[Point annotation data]
------------

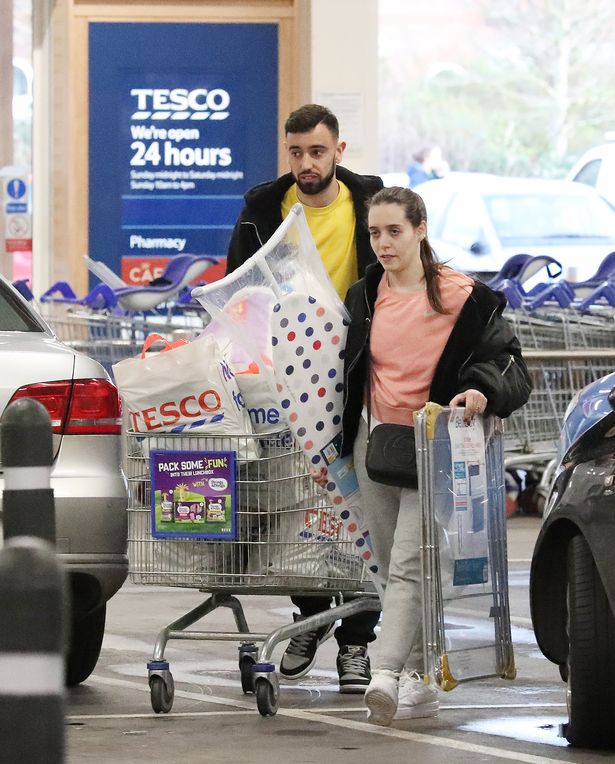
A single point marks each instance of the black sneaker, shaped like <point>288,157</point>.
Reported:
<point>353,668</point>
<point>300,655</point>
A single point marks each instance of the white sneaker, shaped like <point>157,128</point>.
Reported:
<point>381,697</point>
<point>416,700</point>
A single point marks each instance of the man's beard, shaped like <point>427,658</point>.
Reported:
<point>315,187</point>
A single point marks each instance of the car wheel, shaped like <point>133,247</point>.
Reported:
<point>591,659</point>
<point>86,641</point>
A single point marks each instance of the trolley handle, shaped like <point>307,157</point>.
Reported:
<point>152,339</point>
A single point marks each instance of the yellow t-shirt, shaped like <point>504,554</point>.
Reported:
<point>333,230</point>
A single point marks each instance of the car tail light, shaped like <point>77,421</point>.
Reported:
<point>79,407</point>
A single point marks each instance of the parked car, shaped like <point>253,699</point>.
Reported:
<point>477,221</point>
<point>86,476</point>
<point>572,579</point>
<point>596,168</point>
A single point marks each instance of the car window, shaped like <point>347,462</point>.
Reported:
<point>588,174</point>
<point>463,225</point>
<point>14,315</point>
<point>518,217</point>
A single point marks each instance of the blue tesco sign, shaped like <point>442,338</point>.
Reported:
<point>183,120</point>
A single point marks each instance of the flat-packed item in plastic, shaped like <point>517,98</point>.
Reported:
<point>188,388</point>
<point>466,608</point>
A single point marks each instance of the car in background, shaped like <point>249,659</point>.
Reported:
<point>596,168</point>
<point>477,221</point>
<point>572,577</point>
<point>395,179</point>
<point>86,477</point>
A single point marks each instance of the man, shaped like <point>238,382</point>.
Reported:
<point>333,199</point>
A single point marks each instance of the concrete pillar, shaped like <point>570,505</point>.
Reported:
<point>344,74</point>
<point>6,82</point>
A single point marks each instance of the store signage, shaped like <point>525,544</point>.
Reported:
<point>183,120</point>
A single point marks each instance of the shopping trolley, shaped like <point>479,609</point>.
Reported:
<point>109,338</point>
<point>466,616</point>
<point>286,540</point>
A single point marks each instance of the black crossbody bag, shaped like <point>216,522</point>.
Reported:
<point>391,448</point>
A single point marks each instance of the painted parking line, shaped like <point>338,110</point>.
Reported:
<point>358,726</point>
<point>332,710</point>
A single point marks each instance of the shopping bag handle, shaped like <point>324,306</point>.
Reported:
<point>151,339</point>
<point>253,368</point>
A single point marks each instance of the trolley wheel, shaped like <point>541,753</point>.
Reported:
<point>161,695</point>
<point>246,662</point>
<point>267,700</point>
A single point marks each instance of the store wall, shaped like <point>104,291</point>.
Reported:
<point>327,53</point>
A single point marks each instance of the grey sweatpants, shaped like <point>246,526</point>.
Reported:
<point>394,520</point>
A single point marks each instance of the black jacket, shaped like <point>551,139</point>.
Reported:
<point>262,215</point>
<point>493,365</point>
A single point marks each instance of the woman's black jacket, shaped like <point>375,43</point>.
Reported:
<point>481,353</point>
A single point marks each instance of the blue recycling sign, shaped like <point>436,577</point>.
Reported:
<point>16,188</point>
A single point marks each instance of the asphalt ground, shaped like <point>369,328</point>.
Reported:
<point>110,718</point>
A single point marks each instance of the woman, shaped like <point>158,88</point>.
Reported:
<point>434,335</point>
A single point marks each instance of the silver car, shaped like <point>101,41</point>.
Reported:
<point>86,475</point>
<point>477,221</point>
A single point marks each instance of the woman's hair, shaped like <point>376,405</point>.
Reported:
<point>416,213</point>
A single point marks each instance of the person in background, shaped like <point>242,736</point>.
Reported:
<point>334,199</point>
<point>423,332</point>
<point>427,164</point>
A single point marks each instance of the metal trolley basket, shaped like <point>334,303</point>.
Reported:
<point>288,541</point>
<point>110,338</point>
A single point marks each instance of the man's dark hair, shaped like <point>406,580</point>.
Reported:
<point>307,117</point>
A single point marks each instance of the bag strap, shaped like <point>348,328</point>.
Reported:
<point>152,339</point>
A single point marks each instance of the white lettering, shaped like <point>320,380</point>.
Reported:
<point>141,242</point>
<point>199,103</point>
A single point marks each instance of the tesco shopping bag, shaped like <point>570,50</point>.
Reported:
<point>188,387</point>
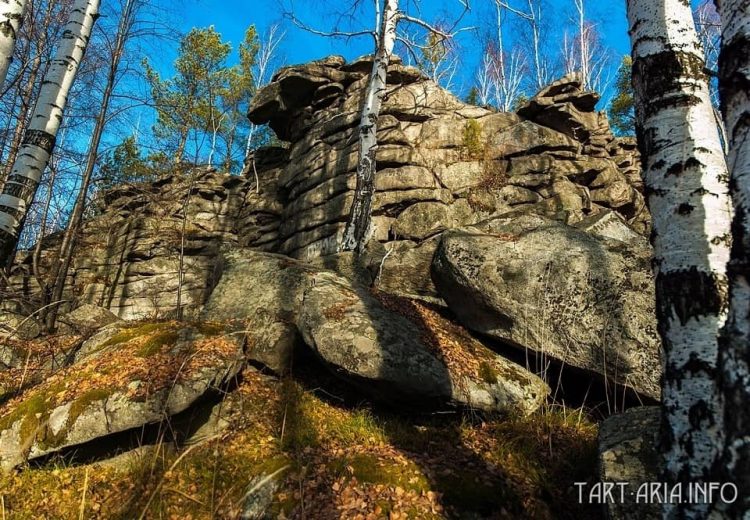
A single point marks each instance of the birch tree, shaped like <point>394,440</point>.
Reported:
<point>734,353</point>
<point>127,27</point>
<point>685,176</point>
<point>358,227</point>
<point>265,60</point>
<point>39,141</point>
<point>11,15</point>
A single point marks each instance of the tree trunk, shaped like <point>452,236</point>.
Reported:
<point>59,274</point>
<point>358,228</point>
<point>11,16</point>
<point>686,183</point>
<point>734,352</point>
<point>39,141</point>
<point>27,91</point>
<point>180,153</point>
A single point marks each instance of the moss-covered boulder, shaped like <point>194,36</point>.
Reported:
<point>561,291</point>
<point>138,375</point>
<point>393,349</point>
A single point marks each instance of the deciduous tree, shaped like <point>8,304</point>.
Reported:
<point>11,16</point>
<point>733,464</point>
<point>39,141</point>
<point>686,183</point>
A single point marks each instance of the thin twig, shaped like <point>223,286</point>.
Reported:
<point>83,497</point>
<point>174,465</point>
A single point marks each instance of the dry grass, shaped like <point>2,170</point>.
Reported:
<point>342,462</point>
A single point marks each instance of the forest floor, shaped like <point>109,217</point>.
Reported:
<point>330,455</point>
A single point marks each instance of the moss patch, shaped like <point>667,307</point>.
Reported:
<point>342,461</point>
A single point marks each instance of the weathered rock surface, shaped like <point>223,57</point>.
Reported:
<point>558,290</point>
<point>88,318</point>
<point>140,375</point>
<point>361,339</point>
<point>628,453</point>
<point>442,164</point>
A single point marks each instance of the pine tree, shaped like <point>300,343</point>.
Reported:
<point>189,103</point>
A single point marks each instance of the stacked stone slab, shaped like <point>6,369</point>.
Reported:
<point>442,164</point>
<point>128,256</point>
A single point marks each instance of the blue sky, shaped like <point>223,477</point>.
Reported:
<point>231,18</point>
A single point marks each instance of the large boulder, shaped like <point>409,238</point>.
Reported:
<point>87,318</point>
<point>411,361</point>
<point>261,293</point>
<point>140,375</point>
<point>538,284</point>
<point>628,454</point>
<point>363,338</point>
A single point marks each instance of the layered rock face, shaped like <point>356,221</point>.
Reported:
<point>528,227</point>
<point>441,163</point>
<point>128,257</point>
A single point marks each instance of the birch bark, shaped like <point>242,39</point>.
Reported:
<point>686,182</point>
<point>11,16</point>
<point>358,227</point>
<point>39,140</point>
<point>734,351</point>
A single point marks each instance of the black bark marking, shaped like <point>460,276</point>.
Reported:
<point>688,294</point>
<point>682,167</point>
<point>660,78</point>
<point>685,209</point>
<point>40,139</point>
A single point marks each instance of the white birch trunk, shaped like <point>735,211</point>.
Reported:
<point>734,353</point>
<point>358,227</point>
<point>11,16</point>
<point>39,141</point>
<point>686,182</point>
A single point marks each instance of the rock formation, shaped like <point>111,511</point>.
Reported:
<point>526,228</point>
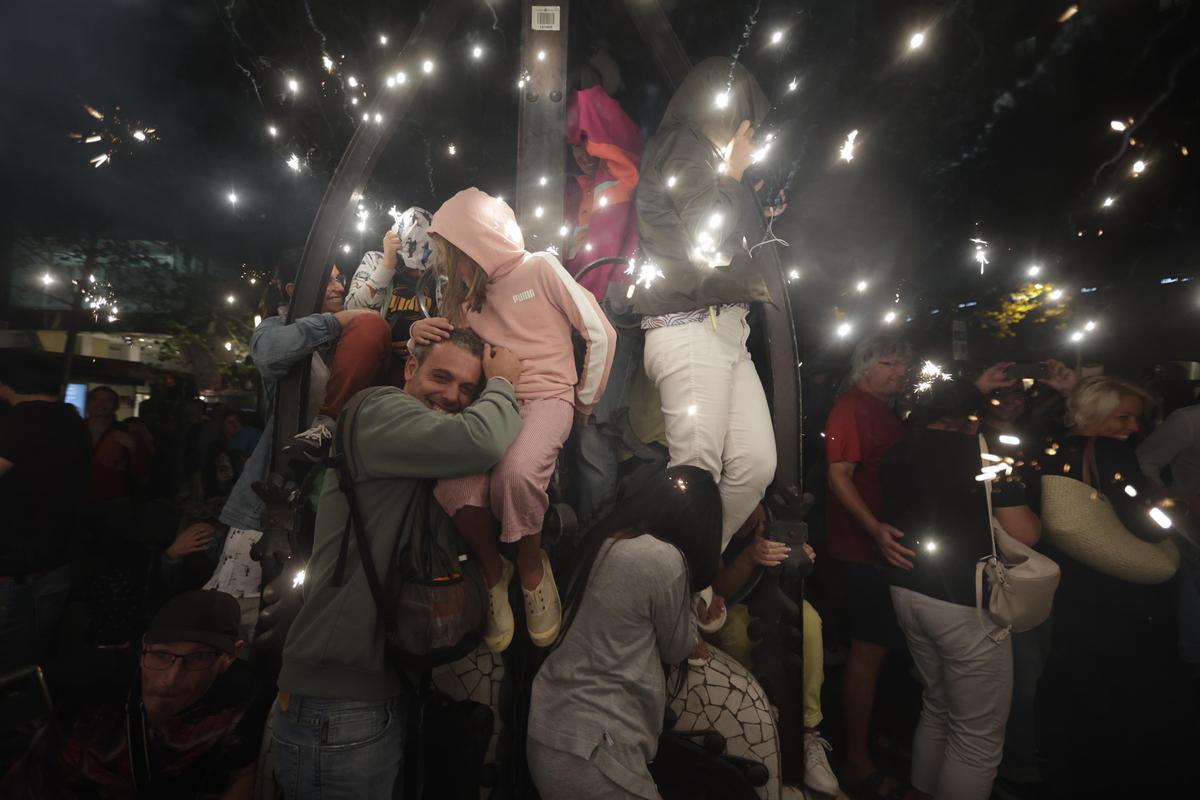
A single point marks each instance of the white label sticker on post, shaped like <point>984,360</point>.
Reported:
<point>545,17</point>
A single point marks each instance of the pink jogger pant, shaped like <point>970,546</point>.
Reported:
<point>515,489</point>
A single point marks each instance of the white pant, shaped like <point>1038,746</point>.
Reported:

------------

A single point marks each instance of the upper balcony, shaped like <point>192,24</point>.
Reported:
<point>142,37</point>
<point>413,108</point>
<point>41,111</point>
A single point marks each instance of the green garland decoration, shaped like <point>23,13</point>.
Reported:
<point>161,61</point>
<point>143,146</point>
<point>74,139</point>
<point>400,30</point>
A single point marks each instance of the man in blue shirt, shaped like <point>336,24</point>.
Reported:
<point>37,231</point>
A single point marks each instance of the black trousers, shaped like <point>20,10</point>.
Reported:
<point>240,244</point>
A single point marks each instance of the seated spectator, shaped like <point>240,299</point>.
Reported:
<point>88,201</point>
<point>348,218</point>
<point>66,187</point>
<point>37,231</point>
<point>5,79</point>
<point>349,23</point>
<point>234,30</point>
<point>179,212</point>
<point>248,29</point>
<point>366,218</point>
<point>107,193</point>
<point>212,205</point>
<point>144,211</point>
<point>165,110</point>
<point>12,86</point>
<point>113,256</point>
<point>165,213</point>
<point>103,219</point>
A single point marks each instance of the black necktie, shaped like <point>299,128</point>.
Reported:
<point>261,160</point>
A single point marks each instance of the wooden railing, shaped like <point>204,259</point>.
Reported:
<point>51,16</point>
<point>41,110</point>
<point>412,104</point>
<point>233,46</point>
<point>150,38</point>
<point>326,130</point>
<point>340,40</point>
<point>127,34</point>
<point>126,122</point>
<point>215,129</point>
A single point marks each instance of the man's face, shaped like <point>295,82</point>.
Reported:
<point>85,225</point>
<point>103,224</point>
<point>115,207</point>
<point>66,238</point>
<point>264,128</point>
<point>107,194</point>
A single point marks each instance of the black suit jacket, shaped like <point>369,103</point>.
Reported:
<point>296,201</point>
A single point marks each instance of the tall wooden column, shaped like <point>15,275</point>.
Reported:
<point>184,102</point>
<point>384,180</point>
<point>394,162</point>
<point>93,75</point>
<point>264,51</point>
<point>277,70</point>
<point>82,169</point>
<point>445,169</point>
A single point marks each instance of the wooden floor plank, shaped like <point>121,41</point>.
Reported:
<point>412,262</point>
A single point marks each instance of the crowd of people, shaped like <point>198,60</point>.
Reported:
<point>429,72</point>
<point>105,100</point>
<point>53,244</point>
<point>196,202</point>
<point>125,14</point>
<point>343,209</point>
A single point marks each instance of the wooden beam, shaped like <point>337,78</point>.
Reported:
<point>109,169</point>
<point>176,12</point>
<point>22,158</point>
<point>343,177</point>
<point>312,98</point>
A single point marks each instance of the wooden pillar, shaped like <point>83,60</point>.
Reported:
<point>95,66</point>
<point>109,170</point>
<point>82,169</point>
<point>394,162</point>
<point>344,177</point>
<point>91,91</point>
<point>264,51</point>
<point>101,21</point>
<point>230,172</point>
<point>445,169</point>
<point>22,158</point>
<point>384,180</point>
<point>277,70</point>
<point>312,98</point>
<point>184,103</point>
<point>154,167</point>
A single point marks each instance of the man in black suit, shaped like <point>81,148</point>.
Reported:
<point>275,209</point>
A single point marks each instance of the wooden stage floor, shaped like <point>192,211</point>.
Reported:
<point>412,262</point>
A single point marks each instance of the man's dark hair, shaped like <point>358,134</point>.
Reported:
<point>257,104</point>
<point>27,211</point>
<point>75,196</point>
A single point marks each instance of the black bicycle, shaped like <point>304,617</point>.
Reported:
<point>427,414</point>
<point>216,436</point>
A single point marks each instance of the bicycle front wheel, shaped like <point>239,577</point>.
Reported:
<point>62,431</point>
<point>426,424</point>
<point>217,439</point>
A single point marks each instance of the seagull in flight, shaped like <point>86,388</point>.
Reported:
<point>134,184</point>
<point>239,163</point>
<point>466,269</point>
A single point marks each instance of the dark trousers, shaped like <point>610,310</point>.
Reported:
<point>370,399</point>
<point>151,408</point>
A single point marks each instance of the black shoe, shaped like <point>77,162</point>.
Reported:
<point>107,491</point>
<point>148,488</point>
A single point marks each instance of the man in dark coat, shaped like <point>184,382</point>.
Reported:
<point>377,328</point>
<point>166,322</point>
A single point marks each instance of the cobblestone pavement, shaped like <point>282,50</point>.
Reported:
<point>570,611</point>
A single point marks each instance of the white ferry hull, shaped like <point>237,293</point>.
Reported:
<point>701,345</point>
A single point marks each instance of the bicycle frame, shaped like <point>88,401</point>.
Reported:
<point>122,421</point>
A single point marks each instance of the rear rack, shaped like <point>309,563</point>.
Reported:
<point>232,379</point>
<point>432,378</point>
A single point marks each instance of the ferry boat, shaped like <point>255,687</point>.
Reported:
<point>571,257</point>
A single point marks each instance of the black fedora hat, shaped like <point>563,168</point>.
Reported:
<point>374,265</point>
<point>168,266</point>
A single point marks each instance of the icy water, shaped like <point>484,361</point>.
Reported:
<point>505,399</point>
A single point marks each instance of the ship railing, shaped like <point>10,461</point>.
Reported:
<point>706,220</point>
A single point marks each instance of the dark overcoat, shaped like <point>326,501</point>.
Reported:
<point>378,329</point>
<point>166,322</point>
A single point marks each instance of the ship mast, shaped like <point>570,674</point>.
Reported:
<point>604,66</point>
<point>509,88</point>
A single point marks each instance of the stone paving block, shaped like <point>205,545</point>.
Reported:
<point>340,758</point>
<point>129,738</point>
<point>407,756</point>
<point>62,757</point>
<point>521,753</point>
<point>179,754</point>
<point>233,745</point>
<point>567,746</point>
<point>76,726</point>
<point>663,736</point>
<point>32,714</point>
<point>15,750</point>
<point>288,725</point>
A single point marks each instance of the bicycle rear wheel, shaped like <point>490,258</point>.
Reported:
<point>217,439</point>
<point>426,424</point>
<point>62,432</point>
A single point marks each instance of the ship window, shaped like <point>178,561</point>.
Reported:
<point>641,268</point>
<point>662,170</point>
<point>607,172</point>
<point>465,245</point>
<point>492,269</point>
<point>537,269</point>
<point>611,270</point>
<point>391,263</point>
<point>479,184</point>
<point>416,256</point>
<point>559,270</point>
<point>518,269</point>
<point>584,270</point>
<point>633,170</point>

------------

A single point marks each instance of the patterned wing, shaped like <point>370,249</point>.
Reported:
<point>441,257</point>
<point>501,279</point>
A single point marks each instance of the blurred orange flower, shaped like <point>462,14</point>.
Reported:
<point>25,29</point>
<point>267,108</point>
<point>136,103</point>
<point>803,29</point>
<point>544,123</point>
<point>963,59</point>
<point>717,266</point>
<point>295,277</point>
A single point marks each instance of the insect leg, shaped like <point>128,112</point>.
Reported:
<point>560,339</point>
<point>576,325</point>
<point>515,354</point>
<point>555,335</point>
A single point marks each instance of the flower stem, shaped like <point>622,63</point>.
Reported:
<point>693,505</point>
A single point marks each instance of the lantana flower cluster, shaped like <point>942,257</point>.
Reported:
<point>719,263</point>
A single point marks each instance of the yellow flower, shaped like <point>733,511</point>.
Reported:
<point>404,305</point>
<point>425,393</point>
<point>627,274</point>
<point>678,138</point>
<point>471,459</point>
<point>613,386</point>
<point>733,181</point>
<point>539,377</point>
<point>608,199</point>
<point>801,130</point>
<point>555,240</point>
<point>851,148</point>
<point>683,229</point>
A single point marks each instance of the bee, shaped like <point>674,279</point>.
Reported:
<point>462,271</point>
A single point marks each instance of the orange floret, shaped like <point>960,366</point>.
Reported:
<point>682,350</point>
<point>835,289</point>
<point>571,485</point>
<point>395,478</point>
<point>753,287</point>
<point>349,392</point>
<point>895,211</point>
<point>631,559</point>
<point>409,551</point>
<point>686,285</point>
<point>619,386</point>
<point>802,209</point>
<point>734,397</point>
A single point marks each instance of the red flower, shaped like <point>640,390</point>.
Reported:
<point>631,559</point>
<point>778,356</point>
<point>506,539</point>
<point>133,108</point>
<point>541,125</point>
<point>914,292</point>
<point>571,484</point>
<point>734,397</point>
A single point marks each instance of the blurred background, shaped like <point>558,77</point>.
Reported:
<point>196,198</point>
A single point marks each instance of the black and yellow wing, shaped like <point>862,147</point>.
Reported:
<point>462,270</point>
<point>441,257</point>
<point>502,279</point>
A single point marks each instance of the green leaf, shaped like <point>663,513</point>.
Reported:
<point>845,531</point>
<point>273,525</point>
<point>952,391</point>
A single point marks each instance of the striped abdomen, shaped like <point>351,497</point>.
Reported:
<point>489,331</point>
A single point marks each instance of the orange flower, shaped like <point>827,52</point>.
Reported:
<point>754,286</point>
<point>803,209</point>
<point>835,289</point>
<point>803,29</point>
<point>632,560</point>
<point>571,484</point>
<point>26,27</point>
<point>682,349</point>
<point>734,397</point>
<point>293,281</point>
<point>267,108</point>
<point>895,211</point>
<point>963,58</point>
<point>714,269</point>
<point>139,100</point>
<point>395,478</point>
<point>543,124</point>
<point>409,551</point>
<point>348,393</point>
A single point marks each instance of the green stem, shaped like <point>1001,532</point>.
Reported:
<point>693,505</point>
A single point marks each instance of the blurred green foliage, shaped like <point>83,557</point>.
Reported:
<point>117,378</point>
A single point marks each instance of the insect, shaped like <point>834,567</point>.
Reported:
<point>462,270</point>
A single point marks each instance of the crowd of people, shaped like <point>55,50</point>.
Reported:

------------

Written problem
Print the lines of data above without any changes, beginning with the line that contains "A single point marks each instance of the black sneaker, shaped" and ending with the line that contains "<point>518,217</point>", both included.

Answer to the task
A single point marks each instance of the black sneaker, shaped like <point>288,157</point>.
Reported:
<point>353,668</point>
<point>300,655</point>
A single point marks each instance of the white sneaker, shaped like <point>157,128</point>.
Reported:
<point>381,697</point>
<point>416,700</point>
A single point marks each instance of the man's beard, shaped like <point>427,658</point>.
Reported:
<point>315,187</point>
A single point marks each instance of the car wheel, shaped like <point>133,247</point>.
Reported:
<point>591,659</point>
<point>86,641</point>
A single point marks each instance of the trolley handle, shaped like <point>307,157</point>.
Reported:
<point>152,339</point>
A single point marks each instance of the yellow t-shirt, shaped like <point>504,554</point>.
Reported:
<point>333,230</point>
A single point marks each instance of the car tail light, shaped like <point>77,421</point>.
Reported:
<point>79,407</point>
A single point marks each instance of the parked car, shaped like <point>253,699</point>.
Reported:
<point>477,221</point>
<point>86,476</point>
<point>572,579</point>
<point>596,168</point>
A single point marks each instance of the car window, shaped like <point>347,462</point>.
Reported:
<point>588,174</point>
<point>463,225</point>
<point>14,315</point>
<point>518,217</point>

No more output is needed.